(WHAT YOU HAVE TO DO)
Whenever a picture appears in the records, exclude it, and transcribe everything else exactly.

########################################

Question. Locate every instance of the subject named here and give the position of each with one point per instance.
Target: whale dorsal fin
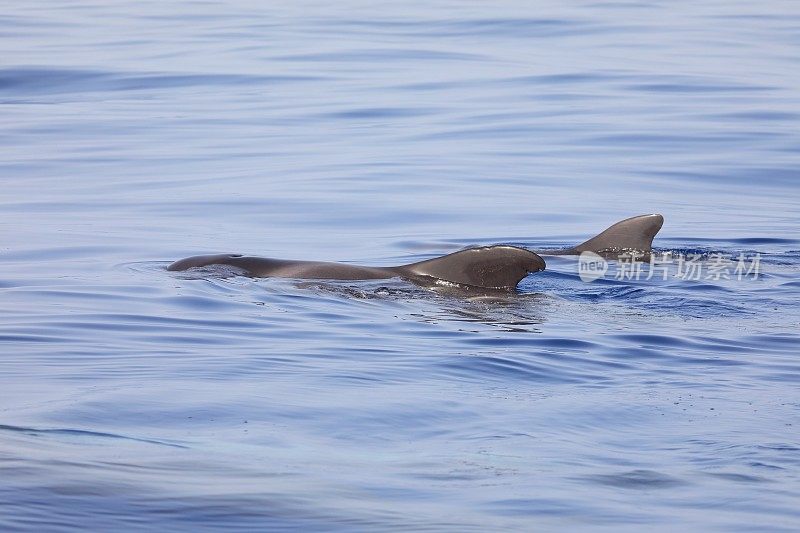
(493, 267)
(635, 233)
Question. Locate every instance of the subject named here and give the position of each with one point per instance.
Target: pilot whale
(487, 267)
(633, 235)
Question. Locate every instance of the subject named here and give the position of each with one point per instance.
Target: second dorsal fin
(635, 233)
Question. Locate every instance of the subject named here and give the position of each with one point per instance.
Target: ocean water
(136, 133)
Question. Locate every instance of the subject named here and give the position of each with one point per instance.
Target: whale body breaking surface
(488, 267)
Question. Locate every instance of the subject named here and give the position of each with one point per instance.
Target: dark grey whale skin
(632, 236)
(490, 267)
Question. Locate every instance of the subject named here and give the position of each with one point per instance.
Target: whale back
(491, 267)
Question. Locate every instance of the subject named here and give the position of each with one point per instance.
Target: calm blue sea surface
(136, 133)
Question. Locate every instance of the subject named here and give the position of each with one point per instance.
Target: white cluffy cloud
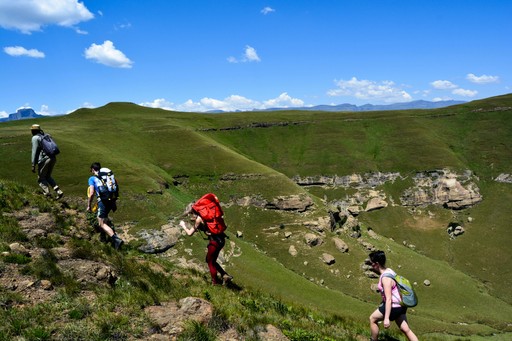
(108, 55)
(17, 51)
(28, 16)
(455, 89)
(231, 103)
(267, 10)
(250, 55)
(385, 91)
(465, 92)
(443, 85)
(483, 79)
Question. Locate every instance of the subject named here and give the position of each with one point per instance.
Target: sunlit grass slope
(150, 149)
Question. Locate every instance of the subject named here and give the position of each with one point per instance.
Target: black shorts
(395, 312)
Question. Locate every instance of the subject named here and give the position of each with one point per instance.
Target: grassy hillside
(187, 154)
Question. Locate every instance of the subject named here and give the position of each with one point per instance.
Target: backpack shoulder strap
(389, 275)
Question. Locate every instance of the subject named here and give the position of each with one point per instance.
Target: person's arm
(191, 230)
(387, 283)
(90, 196)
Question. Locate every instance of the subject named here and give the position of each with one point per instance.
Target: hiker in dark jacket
(215, 244)
(390, 309)
(45, 164)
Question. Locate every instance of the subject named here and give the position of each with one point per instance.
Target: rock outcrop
(442, 188)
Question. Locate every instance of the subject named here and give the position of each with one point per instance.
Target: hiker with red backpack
(392, 307)
(209, 219)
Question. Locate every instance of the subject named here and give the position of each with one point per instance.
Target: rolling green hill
(180, 156)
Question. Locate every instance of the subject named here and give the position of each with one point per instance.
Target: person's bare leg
(401, 322)
(374, 327)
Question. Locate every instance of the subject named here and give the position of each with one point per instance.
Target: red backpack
(208, 208)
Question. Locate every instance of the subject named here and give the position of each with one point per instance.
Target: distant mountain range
(367, 107)
(21, 114)
(26, 113)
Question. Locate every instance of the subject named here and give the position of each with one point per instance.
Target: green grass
(149, 149)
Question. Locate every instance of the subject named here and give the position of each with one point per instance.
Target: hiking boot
(59, 192)
(226, 279)
(103, 237)
(117, 242)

########################################

(TASK RESULT)
Question. Locate every instance of the subject named here and give the position of each with one point per instance.
Target: whale dorsal fin
(493, 267)
(635, 233)
Question. Locate every instance of the subject named here and give the position of each with one point per instance.
Target: pilot whale
(487, 267)
(633, 235)
Question. Locate every instance of the subject named here and give the position of each with one point per instance.
Target: second dorsal fin
(635, 233)
Question. Locate every instance of the subject named here and give the position of each with one point per instance.
Target: ocean water
(136, 133)
Question. Locate every instance of the subject named here and give the position of each with one point per instance.
Target: whale body breaking surface
(488, 267)
Question. Locate every instance of the subject named here and give the position of each with one point per instance.
Target: dark grey whale skin
(632, 236)
(490, 267)
Question. Locate every instance of the subject named here and give the position of each with one point per instance.
Target: whale back
(491, 267)
Question. Locate every instance of the subject named here and give the position of each with one point per instance.
Target: calm blue sea surface
(136, 133)
Question. Locate every instance of the subject named here and give the position of each with one point per instance.
Target: white cluffy cloud
(108, 55)
(17, 51)
(28, 16)
(455, 89)
(231, 103)
(267, 10)
(250, 55)
(385, 91)
(465, 92)
(443, 85)
(483, 79)
Question. Locate every instance of the subject named here and give the position of each with one point per instance.
Target: sunlit grass slope
(150, 149)
Question. Locate every instance of the subject named here and give the position of each with one point per instance.
Target: black shorts
(395, 312)
Question. Locate every instance of the subject named here and give the position of each with one point per instance.
Target: grassy hillside
(187, 154)
Question. Locate every instance of the subject named here and give the position of each with one point per instance.
Target: backpack shoulder strap
(389, 275)
Question. Locate every instance of the subject named here and give the position of each with one point per instance.
Target: person's arm
(191, 230)
(387, 283)
(90, 196)
Question. Locate every instance of the subject named here and give the position of each with one point per instance.
Target: hiker in dark jacket
(215, 244)
(390, 309)
(45, 164)
Question. Locate every instance of the subject named here and give the position of each with one point per instance.
Target: rock outcrop
(442, 188)
Question. Locate every instance of the subject named here and give the position of each with one point per instance.
Target: hiker with red backpack
(392, 307)
(209, 219)
Question. Locate every instance of the subject named here and give the position of each with one point per instance.
Target: rolling green hill
(180, 156)
Question. Locate every instance of the subject named here and give the position of each with one point per instance.
Target: person's bare leg
(401, 322)
(374, 327)
Question. Locate every instance of the subject named here and give the position of each with one point per instance.
Target: red backpack
(208, 208)
Question. Locate every instance of the subject named here and give the position of each with one point per instance.
Target: distant mountain range
(367, 107)
(21, 114)
(26, 113)
Question. Locate every instance of the subject named here and give the position of each with one point per instance.
Target: green grass
(149, 149)
Question. Locate every instance of the subject named here and give the position of each with one point per instance.
Target: hiking boot
(59, 192)
(226, 279)
(103, 237)
(117, 242)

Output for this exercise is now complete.